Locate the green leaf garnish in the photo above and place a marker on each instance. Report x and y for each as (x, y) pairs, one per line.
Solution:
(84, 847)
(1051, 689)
--*--
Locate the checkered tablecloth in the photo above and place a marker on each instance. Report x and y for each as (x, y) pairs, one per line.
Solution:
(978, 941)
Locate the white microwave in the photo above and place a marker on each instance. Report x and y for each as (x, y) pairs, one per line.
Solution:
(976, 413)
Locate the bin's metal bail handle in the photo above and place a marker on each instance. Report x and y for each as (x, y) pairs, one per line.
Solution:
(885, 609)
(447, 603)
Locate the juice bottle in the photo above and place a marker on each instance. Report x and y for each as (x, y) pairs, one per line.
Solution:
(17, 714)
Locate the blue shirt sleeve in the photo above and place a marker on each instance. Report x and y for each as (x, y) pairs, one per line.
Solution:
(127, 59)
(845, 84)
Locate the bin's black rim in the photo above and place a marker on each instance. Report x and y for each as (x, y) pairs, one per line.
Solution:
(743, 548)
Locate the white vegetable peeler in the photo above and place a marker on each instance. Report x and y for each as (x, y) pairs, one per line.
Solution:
--*--
▸ **TASK TO COMPLETE**
Find each line in the rows above that contains the word "white" and copy it.

▸ **REPLY TO THE EXERCISE**
Locate the white microwave in the photo above and place a marker on each instance. Report x and y for each as (x, y) pairs, one per line.
Locate the white vegetable peeler in the photo above and place a marker on each instance. Report x and y for each as (x, y) pairs, one per line.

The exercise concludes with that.